Given text:

★ ★ ★ ★ ★

[
https://issues.apache.org/jira/browse/HDFS-7343?page=com.atlassian.jira.plugin.system.issuetabpanels:comment-tabpanel&focusedCommentId=15925928#comment-15925928
]
Wei Zhou commented on HDFS-7343:
--------------------------------
Thanks [~andrew.wang] for these great questions. These questions are answered
based on the Phase 1 design.
{quote}
One possible staging:
{quote}
Agreed, that's indeed the core parts of this phase. I updated it in the new doc
and added in some other items.
{quote}
Could you describe how you will satisfy usecases 4 and 5 in more detail?
{quote}
These two cases will not be supported in Phase 1. They are based on the
assumption that enough metrics been collected from HDFS.
{quote}
the complete set of NameNode changes required
{quote}
The change mainly includes:
# Implement metrics collecting logical. Only file access count info need
special treatment for Phase 1.
# Provide supporting/API for SSM to get these metrics
# Implement a RocksDB. It mainly used for store metrics data during SSM
crashed, reboots. During these cases metrics data accumulates in NN for a
while. It does not required to be checkpoint into HDFS. Though NN can stores
all the data into it for other purposes.
It won't bring large change to NN logical existed.
{quote}
The lack of HA means this will be a non-starter
{quote}
Sorry for not making it clear. Hadoop HA is supported in Phase 1.
{quote}
Why are ChangeStoragePolicy and EnforceStoragePolicy separate actions?

★ ★ ★ ★ ★

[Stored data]
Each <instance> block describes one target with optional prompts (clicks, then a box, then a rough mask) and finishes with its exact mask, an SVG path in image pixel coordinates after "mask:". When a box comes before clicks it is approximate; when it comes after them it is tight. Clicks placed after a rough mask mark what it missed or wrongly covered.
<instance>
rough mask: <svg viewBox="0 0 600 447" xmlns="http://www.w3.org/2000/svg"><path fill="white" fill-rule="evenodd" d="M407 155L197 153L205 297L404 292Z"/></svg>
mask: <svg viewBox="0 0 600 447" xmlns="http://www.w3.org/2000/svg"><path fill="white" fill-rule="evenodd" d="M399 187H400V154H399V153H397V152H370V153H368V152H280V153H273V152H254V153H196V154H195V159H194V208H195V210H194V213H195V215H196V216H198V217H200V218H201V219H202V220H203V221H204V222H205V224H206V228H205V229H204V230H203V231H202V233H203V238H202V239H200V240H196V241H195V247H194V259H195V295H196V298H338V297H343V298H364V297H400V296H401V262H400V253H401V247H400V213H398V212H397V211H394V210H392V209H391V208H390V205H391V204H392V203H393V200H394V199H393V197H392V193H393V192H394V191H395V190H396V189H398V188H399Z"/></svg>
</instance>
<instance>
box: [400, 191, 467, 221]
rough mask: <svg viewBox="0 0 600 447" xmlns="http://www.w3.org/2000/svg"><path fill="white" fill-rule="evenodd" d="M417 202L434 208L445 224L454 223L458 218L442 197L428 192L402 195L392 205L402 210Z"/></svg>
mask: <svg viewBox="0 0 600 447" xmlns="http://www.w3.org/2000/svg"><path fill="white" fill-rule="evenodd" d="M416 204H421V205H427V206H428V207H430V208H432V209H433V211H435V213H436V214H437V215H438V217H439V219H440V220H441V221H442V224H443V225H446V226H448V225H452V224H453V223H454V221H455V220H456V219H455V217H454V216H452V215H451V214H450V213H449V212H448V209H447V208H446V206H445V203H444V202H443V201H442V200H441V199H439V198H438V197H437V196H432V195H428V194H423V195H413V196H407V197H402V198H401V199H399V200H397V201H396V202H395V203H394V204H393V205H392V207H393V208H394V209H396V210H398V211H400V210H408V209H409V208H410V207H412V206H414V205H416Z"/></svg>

★ ★ ★ ★ ★

Work request 1:
Reproduce a passage from the HDFS-7343 comment: begin at the words "It won't bring" and stop after the words "is supported in Phase 1.".
Work request 2:
Translate this sentence from the HDFS-7343 comment into Spanish: "Hadoop HA is supported in Phase 1."
Work request 3:
According to the HDFS-7343 comment, which use cases will not be supported in Phase 1?

Expected answer 1:
It won't bring large change to NN logical existed.
{quote}
The lack of HA means this will be a non-starter
{quote}
Sorry for not making it clear. Hadoop HA is supported in Phase 1.

Expected answer 2:
Hadoop HA se admite en la Fase 1.

Expected answer 3:
Use cases 4 and 5.